**TEXT:**
────────

Carrica Le Favre (born June, 1850) was an American physical culturist, dress reform advocate and vegetarianism activist. She founded the Chicago Vegetarian Society and the New York Vegetarian Society.

Biography

Le Favre was well known as a child expert due to her book Mother's Help and Childs Best Friend which emphasized the women's role in raising children. She advised mothers to forbid their children eating snacks between meals.

Le Favre took interest in physical culture and was influenced by François Delsarte, she authored Physical Culture Founded on Delsartean Principles in 1894. She was a member of the American Society for the Promotion of Physical Culture and the American Delsarte Association.

Le Favre was a Delsartean who promoted breathing exercises (clavicular mental, costal moral, and abdominal physical) which were similar to Yogi Ramacharaka's yogi breathing exercises in his book Science of Breath. Le Favre combined the breathing exercises with Delsartean arm motions.

Vegetarianism

Le Favre was a vegetarian and considered it vital for the moral and physical well being of the mother and child. Le Favre argued that meat eating caused omnivores to lose mental and physical capabilities and that a vegetarian diet would make mothers "sweet tempered and orderly" which was important for child development. Le Favre personally converted to vegetarianism after suffering from chronic diarrhea from eating meat. She claimed to have "escaped death by entirely discarding flesh food".

────────

**RECORDED INFORMATION:**
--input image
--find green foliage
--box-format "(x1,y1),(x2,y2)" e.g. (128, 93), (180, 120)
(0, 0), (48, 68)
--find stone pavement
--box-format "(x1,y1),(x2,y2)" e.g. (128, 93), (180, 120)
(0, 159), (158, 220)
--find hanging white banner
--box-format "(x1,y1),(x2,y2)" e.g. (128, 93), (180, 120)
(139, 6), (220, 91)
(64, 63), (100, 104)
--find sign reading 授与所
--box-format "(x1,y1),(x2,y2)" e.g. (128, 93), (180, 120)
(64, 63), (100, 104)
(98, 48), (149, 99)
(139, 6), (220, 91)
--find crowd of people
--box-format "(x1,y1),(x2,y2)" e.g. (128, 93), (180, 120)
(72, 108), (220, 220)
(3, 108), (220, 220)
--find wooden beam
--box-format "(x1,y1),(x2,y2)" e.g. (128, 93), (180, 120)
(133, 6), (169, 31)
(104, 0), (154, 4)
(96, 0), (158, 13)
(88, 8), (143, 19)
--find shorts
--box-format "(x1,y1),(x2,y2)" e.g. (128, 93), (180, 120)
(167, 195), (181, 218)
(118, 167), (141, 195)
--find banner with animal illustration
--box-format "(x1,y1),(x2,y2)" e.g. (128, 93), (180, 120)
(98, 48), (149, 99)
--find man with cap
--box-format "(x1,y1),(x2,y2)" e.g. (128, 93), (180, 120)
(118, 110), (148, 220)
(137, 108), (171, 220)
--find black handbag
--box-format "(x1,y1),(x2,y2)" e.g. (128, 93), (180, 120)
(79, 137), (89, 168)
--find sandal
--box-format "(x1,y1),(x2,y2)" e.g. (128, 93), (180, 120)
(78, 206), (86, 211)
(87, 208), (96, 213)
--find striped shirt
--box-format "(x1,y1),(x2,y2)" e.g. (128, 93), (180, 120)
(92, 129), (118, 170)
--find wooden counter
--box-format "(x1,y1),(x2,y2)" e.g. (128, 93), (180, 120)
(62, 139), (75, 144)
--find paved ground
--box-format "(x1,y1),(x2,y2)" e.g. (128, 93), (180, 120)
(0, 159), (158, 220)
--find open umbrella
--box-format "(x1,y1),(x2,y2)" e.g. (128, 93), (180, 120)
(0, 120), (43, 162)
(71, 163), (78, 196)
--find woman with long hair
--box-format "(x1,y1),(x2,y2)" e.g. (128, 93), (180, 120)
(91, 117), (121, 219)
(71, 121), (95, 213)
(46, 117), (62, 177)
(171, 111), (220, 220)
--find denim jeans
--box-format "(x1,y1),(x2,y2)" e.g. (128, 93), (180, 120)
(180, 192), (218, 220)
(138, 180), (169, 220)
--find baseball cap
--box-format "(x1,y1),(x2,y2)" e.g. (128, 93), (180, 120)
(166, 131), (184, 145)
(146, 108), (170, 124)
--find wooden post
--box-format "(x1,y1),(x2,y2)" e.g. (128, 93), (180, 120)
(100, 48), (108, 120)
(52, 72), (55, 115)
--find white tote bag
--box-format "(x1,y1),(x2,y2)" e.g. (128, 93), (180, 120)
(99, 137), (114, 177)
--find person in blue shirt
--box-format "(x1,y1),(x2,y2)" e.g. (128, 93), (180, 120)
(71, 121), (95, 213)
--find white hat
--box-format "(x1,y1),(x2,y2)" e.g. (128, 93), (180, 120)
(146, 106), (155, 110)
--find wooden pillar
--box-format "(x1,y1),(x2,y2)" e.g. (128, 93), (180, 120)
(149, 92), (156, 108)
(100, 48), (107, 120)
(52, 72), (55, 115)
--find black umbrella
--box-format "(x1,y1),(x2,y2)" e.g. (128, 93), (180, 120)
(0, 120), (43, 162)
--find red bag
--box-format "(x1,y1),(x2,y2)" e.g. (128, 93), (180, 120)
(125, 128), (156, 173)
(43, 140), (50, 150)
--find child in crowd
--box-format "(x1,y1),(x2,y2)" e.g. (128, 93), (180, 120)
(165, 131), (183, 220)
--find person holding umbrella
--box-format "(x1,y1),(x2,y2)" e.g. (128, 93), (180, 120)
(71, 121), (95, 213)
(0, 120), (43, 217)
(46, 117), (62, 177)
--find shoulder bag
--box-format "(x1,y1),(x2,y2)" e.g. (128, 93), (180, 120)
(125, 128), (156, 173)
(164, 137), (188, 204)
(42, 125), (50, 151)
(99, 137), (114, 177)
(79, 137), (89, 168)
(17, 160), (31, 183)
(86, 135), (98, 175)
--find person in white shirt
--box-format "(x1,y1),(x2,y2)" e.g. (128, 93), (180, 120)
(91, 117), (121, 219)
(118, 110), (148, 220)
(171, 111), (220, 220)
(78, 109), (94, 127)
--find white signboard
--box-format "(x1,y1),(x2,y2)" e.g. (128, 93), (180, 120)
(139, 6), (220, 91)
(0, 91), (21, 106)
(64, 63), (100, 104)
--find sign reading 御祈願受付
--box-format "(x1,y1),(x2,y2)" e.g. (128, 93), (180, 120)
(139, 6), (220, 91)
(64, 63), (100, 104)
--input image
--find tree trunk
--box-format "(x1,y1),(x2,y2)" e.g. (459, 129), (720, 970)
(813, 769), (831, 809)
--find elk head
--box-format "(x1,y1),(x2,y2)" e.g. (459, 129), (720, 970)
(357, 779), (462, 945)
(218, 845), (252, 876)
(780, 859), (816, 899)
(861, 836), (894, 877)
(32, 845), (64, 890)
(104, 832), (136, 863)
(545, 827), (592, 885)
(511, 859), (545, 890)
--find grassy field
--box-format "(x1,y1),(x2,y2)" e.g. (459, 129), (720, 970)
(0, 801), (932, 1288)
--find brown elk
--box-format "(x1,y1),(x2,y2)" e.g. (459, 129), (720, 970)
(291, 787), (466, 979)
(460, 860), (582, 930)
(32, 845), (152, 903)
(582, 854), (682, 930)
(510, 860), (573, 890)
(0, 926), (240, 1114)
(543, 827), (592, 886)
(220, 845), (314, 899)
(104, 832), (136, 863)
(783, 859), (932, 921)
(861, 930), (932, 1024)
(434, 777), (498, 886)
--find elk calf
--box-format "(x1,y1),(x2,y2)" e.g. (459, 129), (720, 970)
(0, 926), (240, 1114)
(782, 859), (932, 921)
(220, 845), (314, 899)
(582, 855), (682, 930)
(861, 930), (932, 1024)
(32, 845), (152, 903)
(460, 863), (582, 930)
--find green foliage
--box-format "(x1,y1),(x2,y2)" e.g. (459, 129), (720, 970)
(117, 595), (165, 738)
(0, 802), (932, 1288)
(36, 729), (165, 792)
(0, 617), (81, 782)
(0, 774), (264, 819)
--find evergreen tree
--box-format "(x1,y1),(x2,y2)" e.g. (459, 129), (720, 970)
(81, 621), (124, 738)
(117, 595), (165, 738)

────────

**TASK SET:**
(1) Echo the part of the Carrica Le Favre text that opens with the words containing "Le Favre took" and closes with "American Delsarte Association.".
(2) Answer these from the Carrica Le Favre text:
(a) In what year did she author Physical Culture Founded on Delsartean Principles?
(b) Which two societies did she found?
(c) What condition led her to convert to vegetarianism?
Rely only on the Carrica Le Favre text, not on the data.

**WORKED ANSWERS:**
(1)
Le Favre took interest in physical culture and was influenced by François Delsarte, she authored Physical Culture Founded on Delsartean Principles in 1894. She was a member of the American Society for the Promotion of Physical Culture and the American Delsarte Association.

(2)
(a) 1894
(b) The Chicago Vegetarian Society and the New York Vegetarian Society
(c) Chronic diarrhea from eating meat